Problem to solve. Convert everything from the start of the records down to the line containing "(1232, 412)" into a Markdown table with the columns "Row" and "Line." Number each row, and leave out any blank lines.

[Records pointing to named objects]

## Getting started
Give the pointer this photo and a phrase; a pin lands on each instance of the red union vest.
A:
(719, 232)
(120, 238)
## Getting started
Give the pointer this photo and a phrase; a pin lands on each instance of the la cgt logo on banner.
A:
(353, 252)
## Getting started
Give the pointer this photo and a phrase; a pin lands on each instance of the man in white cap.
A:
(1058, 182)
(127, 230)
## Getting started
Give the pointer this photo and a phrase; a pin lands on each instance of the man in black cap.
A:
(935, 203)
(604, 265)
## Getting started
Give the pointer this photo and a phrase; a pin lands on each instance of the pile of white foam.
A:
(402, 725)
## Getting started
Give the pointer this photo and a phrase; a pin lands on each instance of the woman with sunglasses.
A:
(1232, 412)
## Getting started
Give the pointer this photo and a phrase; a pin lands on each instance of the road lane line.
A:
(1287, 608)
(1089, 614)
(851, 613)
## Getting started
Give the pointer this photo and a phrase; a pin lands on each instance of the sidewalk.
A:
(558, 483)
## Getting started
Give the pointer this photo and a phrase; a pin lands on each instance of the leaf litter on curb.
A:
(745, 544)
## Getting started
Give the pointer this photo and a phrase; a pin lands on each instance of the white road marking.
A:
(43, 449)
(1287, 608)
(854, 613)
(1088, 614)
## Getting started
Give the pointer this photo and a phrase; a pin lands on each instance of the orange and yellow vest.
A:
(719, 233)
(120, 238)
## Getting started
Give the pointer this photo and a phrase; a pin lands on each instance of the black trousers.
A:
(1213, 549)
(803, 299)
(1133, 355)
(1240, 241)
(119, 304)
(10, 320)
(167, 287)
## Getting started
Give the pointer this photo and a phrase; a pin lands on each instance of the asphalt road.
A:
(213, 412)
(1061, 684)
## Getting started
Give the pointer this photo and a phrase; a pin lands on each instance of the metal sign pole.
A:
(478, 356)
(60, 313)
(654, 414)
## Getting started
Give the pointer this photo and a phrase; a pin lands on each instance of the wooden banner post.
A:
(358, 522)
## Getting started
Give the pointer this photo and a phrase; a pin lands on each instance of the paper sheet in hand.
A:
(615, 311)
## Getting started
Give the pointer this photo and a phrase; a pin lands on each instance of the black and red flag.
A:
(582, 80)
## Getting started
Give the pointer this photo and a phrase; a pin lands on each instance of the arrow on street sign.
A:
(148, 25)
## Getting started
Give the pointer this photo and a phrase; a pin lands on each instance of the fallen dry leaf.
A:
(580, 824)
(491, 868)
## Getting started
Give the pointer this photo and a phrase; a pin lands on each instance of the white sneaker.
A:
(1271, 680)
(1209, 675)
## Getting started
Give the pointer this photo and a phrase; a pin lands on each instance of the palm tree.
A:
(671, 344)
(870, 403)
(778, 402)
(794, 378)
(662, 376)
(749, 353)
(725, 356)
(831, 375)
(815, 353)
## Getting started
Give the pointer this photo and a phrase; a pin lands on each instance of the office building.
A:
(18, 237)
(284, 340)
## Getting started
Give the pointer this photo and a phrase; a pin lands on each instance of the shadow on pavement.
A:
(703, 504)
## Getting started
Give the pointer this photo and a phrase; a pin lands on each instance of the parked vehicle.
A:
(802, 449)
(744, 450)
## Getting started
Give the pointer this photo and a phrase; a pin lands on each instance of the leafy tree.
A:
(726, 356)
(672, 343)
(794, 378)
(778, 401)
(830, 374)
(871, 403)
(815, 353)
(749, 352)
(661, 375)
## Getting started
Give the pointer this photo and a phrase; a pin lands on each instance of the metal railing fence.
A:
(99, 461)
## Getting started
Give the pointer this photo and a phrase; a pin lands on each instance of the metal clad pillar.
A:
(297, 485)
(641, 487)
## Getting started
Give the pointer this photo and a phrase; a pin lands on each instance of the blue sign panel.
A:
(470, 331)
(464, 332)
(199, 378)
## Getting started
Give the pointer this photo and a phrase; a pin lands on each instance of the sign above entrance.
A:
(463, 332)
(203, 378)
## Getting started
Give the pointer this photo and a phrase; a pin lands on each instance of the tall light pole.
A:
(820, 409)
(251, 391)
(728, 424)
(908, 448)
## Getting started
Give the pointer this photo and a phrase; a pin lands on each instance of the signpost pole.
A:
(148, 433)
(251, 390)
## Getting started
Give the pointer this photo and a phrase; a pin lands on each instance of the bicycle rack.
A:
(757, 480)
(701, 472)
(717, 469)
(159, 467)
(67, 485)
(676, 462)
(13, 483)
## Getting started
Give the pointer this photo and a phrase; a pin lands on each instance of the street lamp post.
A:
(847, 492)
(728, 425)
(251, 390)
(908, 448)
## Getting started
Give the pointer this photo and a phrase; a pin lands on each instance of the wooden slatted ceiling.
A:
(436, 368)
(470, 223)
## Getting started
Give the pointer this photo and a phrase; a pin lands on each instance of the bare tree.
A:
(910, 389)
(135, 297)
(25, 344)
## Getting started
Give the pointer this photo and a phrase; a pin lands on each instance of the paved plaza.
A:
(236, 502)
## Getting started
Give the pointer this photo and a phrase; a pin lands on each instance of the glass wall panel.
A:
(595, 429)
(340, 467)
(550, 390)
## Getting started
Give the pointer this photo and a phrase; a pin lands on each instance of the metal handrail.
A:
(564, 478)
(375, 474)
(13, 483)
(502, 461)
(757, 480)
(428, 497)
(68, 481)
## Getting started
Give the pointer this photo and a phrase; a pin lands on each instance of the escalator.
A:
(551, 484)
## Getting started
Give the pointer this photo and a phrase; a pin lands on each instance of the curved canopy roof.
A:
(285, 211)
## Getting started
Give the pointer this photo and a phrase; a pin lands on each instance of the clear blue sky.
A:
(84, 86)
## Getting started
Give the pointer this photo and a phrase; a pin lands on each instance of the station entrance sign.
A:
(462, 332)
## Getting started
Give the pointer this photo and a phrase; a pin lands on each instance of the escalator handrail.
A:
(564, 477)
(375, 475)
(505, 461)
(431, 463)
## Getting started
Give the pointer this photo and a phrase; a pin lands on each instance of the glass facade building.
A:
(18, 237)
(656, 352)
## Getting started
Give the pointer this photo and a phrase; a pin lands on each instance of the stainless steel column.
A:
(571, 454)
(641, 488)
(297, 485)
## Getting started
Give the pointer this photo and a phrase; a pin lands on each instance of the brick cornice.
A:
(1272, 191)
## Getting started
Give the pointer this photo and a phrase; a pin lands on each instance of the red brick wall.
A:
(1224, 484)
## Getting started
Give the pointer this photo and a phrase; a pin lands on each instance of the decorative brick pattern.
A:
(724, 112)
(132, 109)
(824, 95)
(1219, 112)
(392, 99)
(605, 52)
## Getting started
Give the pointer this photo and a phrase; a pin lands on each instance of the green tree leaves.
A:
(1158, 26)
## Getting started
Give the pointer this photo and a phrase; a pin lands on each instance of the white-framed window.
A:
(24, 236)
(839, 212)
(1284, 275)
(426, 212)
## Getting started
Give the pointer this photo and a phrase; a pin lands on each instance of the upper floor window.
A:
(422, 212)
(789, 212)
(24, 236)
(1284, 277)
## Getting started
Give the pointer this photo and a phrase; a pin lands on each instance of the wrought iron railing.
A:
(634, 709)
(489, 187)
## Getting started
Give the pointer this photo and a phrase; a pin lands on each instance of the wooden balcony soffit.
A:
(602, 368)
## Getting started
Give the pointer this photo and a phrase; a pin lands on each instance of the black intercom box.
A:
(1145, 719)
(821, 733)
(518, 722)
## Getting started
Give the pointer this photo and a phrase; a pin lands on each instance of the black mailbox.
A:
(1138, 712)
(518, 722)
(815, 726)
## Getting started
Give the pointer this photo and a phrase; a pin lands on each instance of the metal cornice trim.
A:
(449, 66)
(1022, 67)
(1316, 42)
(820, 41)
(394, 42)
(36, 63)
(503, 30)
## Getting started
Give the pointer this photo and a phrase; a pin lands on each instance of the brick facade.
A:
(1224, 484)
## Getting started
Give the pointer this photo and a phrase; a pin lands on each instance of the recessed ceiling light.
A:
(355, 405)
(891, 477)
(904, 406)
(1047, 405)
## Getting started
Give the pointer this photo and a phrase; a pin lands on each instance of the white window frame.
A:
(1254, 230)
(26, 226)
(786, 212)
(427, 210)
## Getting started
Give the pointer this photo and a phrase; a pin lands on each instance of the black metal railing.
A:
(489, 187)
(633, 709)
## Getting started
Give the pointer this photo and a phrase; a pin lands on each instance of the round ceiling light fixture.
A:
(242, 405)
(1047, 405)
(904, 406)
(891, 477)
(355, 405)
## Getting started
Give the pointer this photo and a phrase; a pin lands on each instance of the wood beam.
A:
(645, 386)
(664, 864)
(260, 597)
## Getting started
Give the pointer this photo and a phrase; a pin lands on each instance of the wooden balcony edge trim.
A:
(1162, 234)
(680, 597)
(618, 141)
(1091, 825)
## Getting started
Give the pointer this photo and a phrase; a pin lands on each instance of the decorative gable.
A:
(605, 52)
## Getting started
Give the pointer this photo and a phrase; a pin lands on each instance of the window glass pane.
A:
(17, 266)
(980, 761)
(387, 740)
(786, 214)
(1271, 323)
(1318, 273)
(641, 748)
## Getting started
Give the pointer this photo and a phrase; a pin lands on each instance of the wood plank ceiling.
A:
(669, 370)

Correct output.
| Row | Line |
|---|---|
| 1 | ## Getting started |
| 2 | Give the pointer this photo and a phrase; a pin lands on each instance of the red union vest. |
| 3 | A: |
| 4 | (719, 232) |
| 5 | (120, 238) |
| 6 | ## Getting started |
| 7 | Give the pointer this photo and a phrase; a pin lands on each instance of the la cgt logo on banner. |
| 8 | A: |
| 9 | (353, 252) |
| 10 | ## Getting started |
| 11 | Give the pointer this photo and a phrase; a pin lands on each instance of the man in white cap. |
| 12 | A: |
| 13 | (1058, 182) |
| 14 | (127, 230) |
| 15 | ## Getting started |
| 16 | Give the pointer this photo and a phrase; a pin lands on each instance of the man in black cap. |
| 17 | A: |
| 18 | (935, 203) |
| 19 | (604, 265) |
| 20 | ## Getting started |
| 21 | Give the pointer this photo and a phrase; a pin lands on each instance of the pile of white foam. |
| 22 | A: |
| 23 | (402, 725) |
| 24 | ## Getting started |
| 25 | Give the pointer this photo and a phrase; a pin lands on each instance of the woman with sunglasses. |
| 26 | A: |
| 27 | (1232, 412) |